#### Tekst źródłowy ####

Wyszukiwarka
Google

RPG.sztab.com
Logowanie
   Pamiętaj mnie

Rejestracja

Przypomnienie hasła
Hostujemy strony o grach
Gry Strategiczne


Polecane strony
Gry logiczne


.

Judy Allen - Encyklopedia fantasy

Judy Allen - Encyklopedia fantasy

Informacje o książce

dots Tytuł: Encyklopedia fantasy
dots Autor: Judy Allen
dots Ilość stron: 144
dots Wydawnictwo: Muza
dots Rok wydania: 2006
dots Cena: 39,90 PLN


Encyklopedia to jakże stary wynalazek. Spotkaliśmy się w swoim życiu zapewne z niejedną encyklopedią dotykającą wielu dziedzin życia. Na rynku znaleźć można dużą ilość takich ksiąg, które nie zawsze są tym czego szukamy, mimo że tytuł mówi co innego. Ostatnio w ręce wpadła mi „Encyklopedia fantasy” autorstwa Judy Allen.

####

### Treść polecenia 1
Przetłumacz na język angielski zdanie z tekstu o „Encyklopedii fantasy”: „Na rynku znaleźć można dużą ilość takich ksiąg, które nie zawsze są tym czego szukamy, mimo że tytuł mówi co innego.”
### Treść polecenia 2
Które wydawnictwo, według tekstu o „Encyklopedii fantasy”, wydało tę książkę?

#### Wypisane wiersze ####

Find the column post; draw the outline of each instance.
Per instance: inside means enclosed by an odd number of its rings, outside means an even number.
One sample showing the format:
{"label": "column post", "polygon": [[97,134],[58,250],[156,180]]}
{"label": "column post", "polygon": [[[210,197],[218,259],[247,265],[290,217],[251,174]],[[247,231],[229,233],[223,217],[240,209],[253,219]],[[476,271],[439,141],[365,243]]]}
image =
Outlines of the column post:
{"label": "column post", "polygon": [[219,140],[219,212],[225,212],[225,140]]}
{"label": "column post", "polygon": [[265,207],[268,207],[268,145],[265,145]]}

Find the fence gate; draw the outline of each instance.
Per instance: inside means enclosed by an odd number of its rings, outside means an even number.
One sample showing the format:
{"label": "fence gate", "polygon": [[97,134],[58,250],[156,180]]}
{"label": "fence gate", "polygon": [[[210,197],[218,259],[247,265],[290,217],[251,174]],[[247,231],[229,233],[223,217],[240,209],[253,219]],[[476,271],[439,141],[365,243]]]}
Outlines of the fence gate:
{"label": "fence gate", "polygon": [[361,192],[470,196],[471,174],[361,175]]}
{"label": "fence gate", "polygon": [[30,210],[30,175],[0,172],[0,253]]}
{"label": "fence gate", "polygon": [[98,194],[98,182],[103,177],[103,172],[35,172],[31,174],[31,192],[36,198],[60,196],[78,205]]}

####

### Pełna odpowiedź 1
A great many such books can be found on the market, and they are not always what we are looking for, even though the title says otherwise.

### Pełna odpowiedź 2
Wydawnictwo Muza.